◆ Text for analysis
- - - - -

A report from the State of Washington noted that a referendum on the labelling of food products containing GM ingredients was defeated, albeit by a somewhat narrow margin.
Millions of dollars were spent by both sides in the campaign to convince voters of the benefits — or not — of GM labelling. The battle has raged across the U.S. for years, with the no side winning, but by slowly decreasing margins.
The rationale for or not to GM labelling has been well-documented, but it has boiled down to ideology and ulterior motives, with the consumer/voter probably more confused than enlightened. The maddening reality to this issue is that no matter which side wins or loses, it has nothing to do with food safety — no human health will be affected.
I would suggest that two trends have developed and that perhaps the issue is becoming irrelevant to consumers/voters — time has a habit of creating that inevitability. The inconvenient reality for the pro-GM labelling side has been that as time goes by, the majority of manufactured food products either have some GM ingredients or are exposed to them at some point in the manufacturing or consumption process.
That reality would mean that if GM labelling became mandatory, it would have to be almost universally applied to most food products that are available today.
I suspect most folks don’t read product labels, and if GM contents were included, those that did read them would become blind to the wording, being it would be everywhere.
Sort of like the universal wording “vitamin enriched” — does anyone care or notice those words.
The other reality is that with so many GM products being made available, finding a product without them would be difficult and more costly — neither of which appeals to the vast majority of consumers. That would negate the underlying intent of the pro folks who presume consumers would rush out to find non-GM food products once they were shocked to do so by the mere sight of a GM food label. Like organic, fair-trade, and free range labels that only motivates a minority that has the money to spend on lifestyle foods.
I live in a very large working-class area of Calgary, where the food business is dominated by giant big box chains. The lifestyle food sections are miniscule — consumers here buy on price and volume and most wouldn’t know if they tripped over it — nor would they care.
What is curious is that there are a few food products that actually have the label, “Does not contain GM ingredients.”

- - - - -

◆ Information supplied
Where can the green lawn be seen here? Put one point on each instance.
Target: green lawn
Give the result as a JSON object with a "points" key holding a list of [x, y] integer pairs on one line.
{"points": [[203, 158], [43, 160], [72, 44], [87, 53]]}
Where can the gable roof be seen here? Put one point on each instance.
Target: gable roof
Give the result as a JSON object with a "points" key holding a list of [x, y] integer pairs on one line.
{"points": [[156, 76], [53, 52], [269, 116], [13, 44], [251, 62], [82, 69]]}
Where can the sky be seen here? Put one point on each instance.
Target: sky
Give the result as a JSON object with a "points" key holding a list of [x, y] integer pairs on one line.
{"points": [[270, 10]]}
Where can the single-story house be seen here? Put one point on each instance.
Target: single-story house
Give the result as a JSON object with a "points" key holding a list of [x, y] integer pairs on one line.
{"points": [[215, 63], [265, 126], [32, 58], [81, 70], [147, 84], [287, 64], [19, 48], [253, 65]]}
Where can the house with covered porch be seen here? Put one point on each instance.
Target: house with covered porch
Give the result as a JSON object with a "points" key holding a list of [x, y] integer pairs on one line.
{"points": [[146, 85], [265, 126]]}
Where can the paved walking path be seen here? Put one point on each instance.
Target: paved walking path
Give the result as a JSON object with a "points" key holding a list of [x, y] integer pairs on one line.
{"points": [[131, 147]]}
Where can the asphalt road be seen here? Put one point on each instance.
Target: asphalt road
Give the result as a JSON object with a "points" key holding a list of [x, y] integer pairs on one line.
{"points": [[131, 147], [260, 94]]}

- - - - -

◆ Task item A
Return, word for word, the passage of the GM labelling article above that starts with "A report from" and goes on through "somewhat narrow margin.".
◆ Task item B
Resume the article on GM food labelling after its final sentence and carry it forward.

◆ Expected output A
A report from the State of Washington noted that a referendum on the labelling of food products containing GM ingredients was defeated, albeit by a somewhat narrow margin.

◆ Expected output B
One would assume that such “does not” labelling would be a compromise — considering that consumers who are phobic about GM would want to go out of their way to find such labelled products.
That may be common sense, but that’s not the real goal of the zealous groups who lobby so vociferously for GM labels on almost everything. That’s why you don’t see them encouraging consumers to look for the non-GM label.
In much of Europe, GM products are not available because timid governments are afraid of the anti-GM lobby, who have been successful at implying that GM foods are akin to toxic waste. Those same lobby groups that want GM labelling here would fight such labelling in Europe, if such food products were available, being it would give consumers over there a choice.
Most marketers and lobby groups would know that the consumer votes with their wallets, and European consumers would surely buy cheaper GM food products if they were available.
I give full credit to the science companies that have battled for the no label side. Such help was needed in the early days — otherwise, we would have ended up with the GM paranoia situation that has developed in Europe.
I am suggesting that maybe the time has come for the no side to change their tactics — that being embrace universal GM food labelling.
I suspect it will have little impact on consumer buying practices.
For the pro labelling side, such a step might actually not be all that helpful, as it would dry up their campaign and fundraising business from this issue.
A classic case of, “Be careful what you wish for.”